+++ Texte +++
Joan Mitchell – Jean Paul Riopelle
Duo / Duel
Jean Paul Riopelle Large Triptych, 1964 Huile sur toile 276,4 × 643,7 cm Hirshhorn Museum and Sculpture Garden, Smithsonian Institution, Washington, DC. Don de Joseph H. Hirshhorn, 1966 (66.4268) © Succession Jean Paul Riopelle / SODRAC (2017). Photo : HMSG, Smithsonian Institution, Washington, DC, Cathy Carver
L’exposition Mitchell / Riopelle, un couple dans la démesure place côte à côte et face à face les œuvres de deux personnalités également fortes, fières, volcaniques qu’anime un même attachement farouche à leur art.
+++
• [Consigne]:
Selon le texte sur l'exposition Mitchell / Riopelle, qui a fait don de Large Triptych, et en quelle année ? La liste n'est pas nécessaire pour répondre.
+++ Données fournies +++
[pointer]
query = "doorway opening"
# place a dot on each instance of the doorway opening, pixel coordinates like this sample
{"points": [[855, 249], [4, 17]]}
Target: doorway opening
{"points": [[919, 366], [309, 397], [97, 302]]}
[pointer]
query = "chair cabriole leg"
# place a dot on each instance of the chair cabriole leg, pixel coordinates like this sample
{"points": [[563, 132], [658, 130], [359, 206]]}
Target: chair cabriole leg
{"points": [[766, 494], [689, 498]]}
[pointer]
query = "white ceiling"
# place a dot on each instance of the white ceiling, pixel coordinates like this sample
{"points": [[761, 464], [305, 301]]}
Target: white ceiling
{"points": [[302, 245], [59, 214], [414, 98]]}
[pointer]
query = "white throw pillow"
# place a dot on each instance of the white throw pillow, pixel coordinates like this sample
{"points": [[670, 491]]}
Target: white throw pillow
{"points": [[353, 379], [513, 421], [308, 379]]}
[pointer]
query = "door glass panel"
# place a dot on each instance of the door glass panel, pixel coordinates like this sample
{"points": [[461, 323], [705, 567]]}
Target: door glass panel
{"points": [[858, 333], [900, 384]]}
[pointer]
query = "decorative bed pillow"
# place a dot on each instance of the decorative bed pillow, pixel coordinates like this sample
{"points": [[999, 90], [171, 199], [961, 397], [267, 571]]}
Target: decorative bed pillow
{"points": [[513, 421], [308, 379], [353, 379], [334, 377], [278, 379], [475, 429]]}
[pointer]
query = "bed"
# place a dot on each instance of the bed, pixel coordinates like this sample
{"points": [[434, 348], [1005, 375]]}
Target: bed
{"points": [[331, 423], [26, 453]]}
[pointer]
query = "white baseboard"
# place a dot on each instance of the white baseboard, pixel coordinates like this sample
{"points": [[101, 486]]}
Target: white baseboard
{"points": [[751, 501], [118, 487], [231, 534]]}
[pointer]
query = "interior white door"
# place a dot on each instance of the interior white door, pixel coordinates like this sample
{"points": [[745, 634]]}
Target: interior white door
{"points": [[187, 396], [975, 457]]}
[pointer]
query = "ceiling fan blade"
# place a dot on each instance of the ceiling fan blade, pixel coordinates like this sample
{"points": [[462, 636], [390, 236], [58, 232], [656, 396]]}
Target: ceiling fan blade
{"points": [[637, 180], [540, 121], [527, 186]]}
+++
• [Réponse]:
Joseph H. Hirshhorn, en 1966.